• [Exercise goal] Repeat the stretch of the Q-Learning tutorial that opens with the words containing "In a game, the" and closes with "and corresponding Q-values.", with no changes to its wording.

* START Supplied text *

Welcome to this tutorial! Here, we'll walk you through how to use the Q-Learning reinforcement learning algorithm to develop gameplay in the Dora SSR game engine. Don't worry if you're new to machine learning and game development; this tutorial is designed to be easy to understand.

2. What is Reinforcement Learning and Q-Learning?

Reinforcement Learning is a type of machine learning in which an agent takes actions in an environment to earn rewards or penalties, learning to maximize cumulative rewards.

Q-Learning is a model-free reinforcement learning algorithm. It estimates the maximum expected reward for an action ( a ) taken in a state ( s ) by learning a state-action value function ( Q(s, a) ).

2.1 Applying Q-Learning in Game Development

In a game, the game character can be seen as the agent, and the game world is the environment. Through Q-Learning, the character can gradually learn the best actions to maximize rewards, like defeating enemies or collecting items, based on different states.

3. Understanding the QLearner Object

The Dora SSR engine provides a QLearner object, which includes the methods needed to implement Q-Learning. Here are the main methods and properties:

  • pack(hints, values): Combines multiple conditions into a unique state value.
  • QLearner(gamma, alpha, maxQ): Creates a QLearner instance.
  • update(state, action, reward): Updates Q-values based on the reward.
  • getBestAction(state): Retrieves the best action for a given state.
  • matrix: A matrix storing state, action, and corresponding Q-values.
  • load(values): Loads Q-values from a known state-action pair matrix.

3.1 QLearner:pack() Detailed Explanation

Function Overview

The QLearner.pack() method combines multiple discrete conditions into a unique state value. It accepts two parameters:

  • hints: An integer array indicating the number of possible values for each condition.
  • values: An integer array representing the current value for each condition.

Why is pack() Necessary?

In reinforcement learning, states are often made up of multiple features. To store and retrieve these states in a Q-table efficiently, we need to combine these features into a unique state identifier. The pack() method serves this purpose.

Working Principle

Imagine we have two conditions:

  1. Weather conditions with three possibilities: sunny (0), cloudy (1), and rainy (2).
  2. Number of enemies with two possibilities: few (0) and many (1).

Thus, hints = {3, 2} represents three values for the first condition and two for the second.

If it's currently cloudy and there are many enemies, then values = {1, 1}.

Using pack(hints, values), we can convert values into a unique state integer. For example:

local ML = require("ML")

* END Supplied text *
* START Given entries *

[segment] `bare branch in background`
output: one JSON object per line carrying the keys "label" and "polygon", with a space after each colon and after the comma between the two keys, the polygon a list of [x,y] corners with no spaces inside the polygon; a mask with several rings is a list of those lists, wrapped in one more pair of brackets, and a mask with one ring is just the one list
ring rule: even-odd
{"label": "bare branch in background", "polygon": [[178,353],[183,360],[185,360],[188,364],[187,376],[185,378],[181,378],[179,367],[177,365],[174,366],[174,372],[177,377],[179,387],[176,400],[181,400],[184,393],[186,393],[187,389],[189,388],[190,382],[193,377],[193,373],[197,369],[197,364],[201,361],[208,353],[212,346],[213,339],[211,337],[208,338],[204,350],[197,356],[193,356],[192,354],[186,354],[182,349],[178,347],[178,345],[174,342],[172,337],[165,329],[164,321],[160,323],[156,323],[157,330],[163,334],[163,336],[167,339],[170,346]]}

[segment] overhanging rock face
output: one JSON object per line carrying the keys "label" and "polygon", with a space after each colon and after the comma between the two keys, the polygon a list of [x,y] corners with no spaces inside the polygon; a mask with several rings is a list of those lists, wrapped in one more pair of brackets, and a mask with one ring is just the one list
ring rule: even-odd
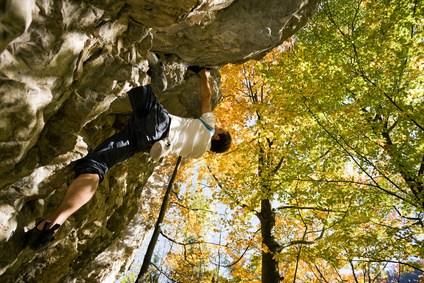
{"label": "overhanging rock face", "polygon": [[304,26],[318,0],[4,0],[0,11],[0,281],[113,282],[155,221],[164,166],[137,154],[114,167],[48,248],[25,231],[54,210],[75,160],[125,125],[126,91],[149,83],[160,57],[170,113],[200,115],[200,80],[187,66],[259,59]]}

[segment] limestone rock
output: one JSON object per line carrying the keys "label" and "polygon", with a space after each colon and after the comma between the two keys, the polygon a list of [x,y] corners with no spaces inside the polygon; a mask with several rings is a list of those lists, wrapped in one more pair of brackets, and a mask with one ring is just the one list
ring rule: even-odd
{"label": "limestone rock", "polygon": [[[307,22],[318,0],[0,0],[0,282],[113,282],[155,222],[165,185],[139,153],[35,253],[25,232],[51,213],[74,162],[125,126],[126,91],[149,83],[159,55],[170,113],[200,116],[200,78],[258,59]],[[162,183],[158,181],[162,179]],[[145,217],[144,215],[149,215]]]}

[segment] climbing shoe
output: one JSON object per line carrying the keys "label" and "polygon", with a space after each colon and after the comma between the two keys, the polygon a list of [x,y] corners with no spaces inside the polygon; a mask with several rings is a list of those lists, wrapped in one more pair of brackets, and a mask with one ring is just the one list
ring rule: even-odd
{"label": "climbing shoe", "polygon": [[153,88],[159,91],[164,91],[168,86],[165,74],[162,70],[162,65],[159,62],[158,57],[151,51],[147,51],[147,62],[149,63],[149,70],[147,74],[151,79],[151,85]]}
{"label": "climbing shoe", "polygon": [[212,68],[203,68],[203,67],[199,67],[199,66],[188,66],[187,70],[192,71],[194,73],[199,73],[201,70],[206,69],[208,71],[212,70]]}
{"label": "climbing shoe", "polygon": [[38,225],[36,225],[34,229],[28,231],[27,243],[32,250],[36,251],[41,248],[44,248],[45,246],[47,246],[48,243],[54,240],[53,234],[57,229],[59,229],[60,224],[55,224],[52,228],[48,229],[50,227],[50,224],[51,221],[47,221],[44,224],[43,230],[37,229]]}

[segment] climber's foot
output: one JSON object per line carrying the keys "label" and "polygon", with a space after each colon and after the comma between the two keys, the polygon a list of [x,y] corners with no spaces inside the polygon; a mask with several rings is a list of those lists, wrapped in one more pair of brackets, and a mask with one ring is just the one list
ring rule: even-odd
{"label": "climber's foot", "polygon": [[199,66],[188,66],[187,70],[192,71],[194,73],[199,73],[201,70],[206,69],[206,70],[212,70],[211,68],[203,68],[203,67],[199,67]]}
{"label": "climber's foot", "polygon": [[157,88],[159,91],[164,91],[168,86],[168,81],[163,73],[159,59],[153,52],[147,51],[147,62],[149,62],[147,74],[151,79],[152,87]]}
{"label": "climber's foot", "polygon": [[46,221],[42,230],[39,230],[37,225],[34,229],[27,232],[27,243],[32,250],[36,251],[44,248],[48,243],[54,240],[53,235],[56,230],[59,229],[60,224],[55,224],[49,229],[51,224],[51,221]]}

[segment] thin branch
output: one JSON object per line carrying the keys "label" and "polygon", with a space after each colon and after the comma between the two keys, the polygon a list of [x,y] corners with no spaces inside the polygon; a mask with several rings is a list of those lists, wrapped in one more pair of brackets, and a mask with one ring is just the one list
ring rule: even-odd
{"label": "thin branch", "polygon": [[163,272],[159,267],[156,266],[156,264],[154,264],[153,262],[150,263],[154,268],[156,268],[157,271],[159,271],[160,274],[164,275],[166,278],[168,278],[169,280],[171,280],[172,282],[178,283],[178,281],[175,281],[174,279],[172,279],[171,277],[169,277],[165,272]]}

* END Given entries *

• [Task answer]
In a game, the game character can be seen as the agent, and the game world is the environment. Through Q-Learning, the character can gradually learn the best actions to maximize rewards, like defeating enemies or collecting items, based on different states.

3. Understanding the QLearner Object

The Dora SSR engine provides a QLearner object, which includes the methods needed to implement Q-Learning. Here are the main methods and properties:

  • pack(hints, values): Combines multiple conditions into a unique state value.
  • QLearner(gamma, alpha, maxQ): Creates a QLearner instance.
  • update(state, action, reward): Updates Q-values based on the reward.
  • getBestAction(state): Retrieves the best action for a given state.
  • matrix: A matrix storing state, action, and corresponding Q-values.